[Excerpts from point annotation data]
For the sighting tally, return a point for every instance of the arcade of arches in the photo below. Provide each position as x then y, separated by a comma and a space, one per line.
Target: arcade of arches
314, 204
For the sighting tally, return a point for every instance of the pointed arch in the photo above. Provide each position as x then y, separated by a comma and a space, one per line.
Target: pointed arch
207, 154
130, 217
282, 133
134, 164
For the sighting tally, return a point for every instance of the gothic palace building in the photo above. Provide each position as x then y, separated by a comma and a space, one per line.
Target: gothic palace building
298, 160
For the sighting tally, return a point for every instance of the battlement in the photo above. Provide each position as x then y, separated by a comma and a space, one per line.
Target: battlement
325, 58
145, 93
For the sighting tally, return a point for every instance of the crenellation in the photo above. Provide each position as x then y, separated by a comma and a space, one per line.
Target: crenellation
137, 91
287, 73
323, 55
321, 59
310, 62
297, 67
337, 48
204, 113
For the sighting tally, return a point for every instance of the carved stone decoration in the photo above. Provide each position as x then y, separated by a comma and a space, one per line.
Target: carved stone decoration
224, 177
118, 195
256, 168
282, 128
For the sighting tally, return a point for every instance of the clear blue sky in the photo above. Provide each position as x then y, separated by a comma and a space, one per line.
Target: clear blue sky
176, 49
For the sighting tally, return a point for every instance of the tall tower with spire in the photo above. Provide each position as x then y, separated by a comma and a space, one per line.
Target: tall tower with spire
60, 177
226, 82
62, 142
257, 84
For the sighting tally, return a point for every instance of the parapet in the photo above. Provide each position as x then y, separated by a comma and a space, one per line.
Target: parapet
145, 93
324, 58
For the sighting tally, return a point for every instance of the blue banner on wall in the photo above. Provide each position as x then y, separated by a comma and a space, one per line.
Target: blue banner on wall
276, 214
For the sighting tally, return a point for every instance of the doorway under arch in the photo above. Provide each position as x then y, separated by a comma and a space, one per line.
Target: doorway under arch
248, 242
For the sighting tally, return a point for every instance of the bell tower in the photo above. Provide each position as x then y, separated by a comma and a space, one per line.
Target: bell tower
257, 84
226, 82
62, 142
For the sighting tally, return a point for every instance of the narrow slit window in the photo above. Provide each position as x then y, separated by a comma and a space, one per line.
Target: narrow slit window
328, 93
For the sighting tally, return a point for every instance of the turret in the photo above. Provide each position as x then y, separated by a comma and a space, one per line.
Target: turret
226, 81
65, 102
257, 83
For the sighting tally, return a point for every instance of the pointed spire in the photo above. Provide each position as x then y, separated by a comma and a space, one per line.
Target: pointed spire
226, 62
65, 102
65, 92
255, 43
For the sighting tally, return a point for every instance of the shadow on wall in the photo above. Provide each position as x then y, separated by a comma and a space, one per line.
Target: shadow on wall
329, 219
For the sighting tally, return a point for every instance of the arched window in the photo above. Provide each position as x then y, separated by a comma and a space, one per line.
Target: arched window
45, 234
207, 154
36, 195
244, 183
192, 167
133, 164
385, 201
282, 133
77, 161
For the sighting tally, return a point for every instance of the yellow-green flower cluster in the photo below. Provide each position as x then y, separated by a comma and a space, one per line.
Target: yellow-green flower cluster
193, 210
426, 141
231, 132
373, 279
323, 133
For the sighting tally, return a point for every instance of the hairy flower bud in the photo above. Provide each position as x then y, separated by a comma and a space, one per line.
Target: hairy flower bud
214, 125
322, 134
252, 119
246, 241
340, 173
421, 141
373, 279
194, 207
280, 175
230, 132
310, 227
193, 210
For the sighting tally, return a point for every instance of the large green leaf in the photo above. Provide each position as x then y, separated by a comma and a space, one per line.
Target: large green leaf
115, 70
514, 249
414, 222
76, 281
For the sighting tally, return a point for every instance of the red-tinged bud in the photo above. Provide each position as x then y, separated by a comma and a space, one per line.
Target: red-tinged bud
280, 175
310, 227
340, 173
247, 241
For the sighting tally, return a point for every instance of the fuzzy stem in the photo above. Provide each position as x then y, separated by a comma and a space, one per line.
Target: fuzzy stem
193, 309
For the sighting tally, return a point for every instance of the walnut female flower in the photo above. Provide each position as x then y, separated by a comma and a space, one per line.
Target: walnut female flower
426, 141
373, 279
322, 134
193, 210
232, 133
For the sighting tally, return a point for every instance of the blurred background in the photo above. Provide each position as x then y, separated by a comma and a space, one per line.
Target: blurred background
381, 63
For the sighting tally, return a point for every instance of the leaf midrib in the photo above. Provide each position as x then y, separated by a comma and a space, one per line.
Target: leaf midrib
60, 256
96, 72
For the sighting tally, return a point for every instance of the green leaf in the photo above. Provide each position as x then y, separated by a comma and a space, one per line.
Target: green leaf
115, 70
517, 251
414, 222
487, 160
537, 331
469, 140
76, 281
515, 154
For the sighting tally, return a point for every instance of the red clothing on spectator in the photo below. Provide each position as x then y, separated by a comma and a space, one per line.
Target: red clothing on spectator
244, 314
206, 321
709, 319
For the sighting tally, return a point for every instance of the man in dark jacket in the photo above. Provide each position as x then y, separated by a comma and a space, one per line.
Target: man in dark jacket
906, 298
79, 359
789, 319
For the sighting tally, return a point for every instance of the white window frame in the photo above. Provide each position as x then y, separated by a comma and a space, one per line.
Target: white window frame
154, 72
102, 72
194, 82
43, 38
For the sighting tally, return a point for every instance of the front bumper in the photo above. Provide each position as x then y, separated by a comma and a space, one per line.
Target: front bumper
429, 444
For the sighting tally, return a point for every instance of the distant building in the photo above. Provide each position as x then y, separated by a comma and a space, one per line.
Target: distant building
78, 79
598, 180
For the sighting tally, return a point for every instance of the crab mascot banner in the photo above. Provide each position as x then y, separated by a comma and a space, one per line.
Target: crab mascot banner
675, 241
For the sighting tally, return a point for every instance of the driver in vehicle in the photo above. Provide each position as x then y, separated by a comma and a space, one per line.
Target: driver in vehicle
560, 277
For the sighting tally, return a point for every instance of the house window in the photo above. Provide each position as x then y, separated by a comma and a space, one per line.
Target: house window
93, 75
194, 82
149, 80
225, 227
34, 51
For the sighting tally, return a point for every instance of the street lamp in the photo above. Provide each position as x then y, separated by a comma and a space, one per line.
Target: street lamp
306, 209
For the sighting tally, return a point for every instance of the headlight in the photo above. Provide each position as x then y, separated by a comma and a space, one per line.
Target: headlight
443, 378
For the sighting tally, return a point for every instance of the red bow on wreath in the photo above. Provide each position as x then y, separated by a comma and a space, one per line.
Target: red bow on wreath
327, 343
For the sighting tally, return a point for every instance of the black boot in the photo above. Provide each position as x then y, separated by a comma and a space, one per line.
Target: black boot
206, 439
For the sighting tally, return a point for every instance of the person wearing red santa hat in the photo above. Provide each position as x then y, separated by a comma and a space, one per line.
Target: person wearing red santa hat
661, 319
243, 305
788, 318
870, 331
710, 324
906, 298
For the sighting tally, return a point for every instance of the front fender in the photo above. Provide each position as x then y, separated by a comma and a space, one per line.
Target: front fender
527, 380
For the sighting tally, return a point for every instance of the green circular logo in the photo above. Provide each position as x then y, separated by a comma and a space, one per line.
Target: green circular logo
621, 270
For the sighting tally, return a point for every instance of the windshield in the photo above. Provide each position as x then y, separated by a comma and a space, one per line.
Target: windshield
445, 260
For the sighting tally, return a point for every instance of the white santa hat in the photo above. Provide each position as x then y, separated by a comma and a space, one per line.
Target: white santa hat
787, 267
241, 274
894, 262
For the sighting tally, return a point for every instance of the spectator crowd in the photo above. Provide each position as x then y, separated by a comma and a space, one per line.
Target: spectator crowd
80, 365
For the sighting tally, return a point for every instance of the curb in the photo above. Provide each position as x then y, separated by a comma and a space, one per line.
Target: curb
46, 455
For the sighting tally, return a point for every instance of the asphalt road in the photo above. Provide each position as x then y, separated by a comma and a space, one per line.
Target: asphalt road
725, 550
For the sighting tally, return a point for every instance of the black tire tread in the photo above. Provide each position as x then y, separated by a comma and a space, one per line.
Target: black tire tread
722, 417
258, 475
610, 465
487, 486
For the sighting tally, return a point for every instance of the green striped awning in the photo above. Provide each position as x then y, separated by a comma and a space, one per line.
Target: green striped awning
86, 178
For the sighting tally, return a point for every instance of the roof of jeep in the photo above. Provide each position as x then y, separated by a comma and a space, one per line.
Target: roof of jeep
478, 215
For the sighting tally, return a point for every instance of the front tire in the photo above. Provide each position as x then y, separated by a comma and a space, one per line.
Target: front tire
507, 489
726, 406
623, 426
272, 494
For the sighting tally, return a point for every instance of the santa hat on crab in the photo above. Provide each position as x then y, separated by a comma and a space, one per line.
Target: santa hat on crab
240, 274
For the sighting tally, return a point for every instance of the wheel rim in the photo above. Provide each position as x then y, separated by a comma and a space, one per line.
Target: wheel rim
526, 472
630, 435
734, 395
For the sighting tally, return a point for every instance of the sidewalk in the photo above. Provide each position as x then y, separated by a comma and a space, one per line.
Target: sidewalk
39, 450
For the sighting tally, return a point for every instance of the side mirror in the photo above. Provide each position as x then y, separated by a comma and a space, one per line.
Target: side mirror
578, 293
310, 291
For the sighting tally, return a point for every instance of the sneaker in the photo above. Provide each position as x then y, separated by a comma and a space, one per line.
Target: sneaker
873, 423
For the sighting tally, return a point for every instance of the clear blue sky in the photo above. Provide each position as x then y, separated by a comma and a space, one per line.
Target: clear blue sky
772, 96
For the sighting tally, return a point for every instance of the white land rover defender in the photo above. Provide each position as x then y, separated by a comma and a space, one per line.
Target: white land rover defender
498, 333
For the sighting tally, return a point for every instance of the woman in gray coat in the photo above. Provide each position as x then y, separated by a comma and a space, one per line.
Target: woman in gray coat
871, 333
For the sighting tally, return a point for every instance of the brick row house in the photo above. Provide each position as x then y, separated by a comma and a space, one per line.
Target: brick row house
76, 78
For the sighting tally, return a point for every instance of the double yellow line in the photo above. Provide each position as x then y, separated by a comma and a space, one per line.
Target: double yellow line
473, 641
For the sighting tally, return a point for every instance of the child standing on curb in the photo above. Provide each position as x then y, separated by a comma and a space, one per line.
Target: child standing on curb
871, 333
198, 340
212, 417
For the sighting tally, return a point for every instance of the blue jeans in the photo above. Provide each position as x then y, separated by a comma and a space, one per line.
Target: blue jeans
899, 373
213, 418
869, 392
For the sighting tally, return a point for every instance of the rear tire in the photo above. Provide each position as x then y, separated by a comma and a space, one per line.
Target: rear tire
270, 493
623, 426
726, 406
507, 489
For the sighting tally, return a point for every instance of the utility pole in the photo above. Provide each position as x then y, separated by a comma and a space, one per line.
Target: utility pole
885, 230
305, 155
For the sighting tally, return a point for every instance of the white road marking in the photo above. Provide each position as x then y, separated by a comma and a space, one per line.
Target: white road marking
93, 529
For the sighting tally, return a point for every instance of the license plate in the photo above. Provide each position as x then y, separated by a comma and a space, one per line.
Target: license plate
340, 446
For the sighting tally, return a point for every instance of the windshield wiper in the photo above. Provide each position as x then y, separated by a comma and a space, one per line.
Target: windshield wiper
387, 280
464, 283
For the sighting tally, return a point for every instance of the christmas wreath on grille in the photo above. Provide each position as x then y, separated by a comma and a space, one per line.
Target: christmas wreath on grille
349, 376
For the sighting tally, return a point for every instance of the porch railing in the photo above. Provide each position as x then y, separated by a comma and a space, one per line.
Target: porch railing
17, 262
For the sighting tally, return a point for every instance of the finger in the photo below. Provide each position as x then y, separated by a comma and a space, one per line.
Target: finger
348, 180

» **Exercise goal**
Reproduce the final stretch of the data above: every line from the one holding "of the child" through the end, inclusive, exactly as written and nothing else.

» **Response**
For the sighting tally, return a point for every instance of the child standing on curb in the photo above. Provide each position as x then y, separated by a comma and a space, one per line.
Target: child standing on curb
871, 333
198, 340
212, 417
For the sighting tally, return a point for every instance of the blue jeans in the photo above. Provide each position as x then y, separated by a comma and a space, one per line.
Target: blue jeans
899, 373
213, 418
869, 392
For the sighting tally, return a point for every instance of the rear tire in the photo above. Provide each position as x then y, separated by a comma and a space, one per line.
Target: rear tire
270, 493
623, 426
726, 406
507, 489
For the sighting tally, return a point for every instance of the utility pole in the photo above. Provide each position as x then y, separated by a comma and a space, one per line.
Target: utility pole
885, 230
305, 155
For the sighting tally, return a point for every instance of the white road marking in the photo above. Provide each position as x then y, separated by a comma and a space, one per line.
Target: white road marking
93, 529
For the sighting tally, return a point for every instance of the license plate in the photo above. Provide each position as x then y, separated by a comma and a space, one per line.
Target: license plate
340, 446
For the sighting tally, return a point for every instance of the windshield wiper in the photo above. Provide each position as x then y, separated by a comma and a space, one per line.
Target: windshield wiper
387, 280
464, 283
For the sighting tally, return a point for every instance of the christmas wreath on grille in the photo above. Provide each position as x then y, separated by a comma and a space, one per line.
Target: christmas wreath on grille
349, 376
For the sighting tally, return a point for every instance of the porch railing in the photo above. Provide each position as x then y, separated by a comma and a space, one per line.
Target: porch railing
17, 262
For the sighting tally, return a point for every instance of the finger in the photo below. Provide each position as x then y, separated by a comma and a space, one per line.
Target: finger
348, 180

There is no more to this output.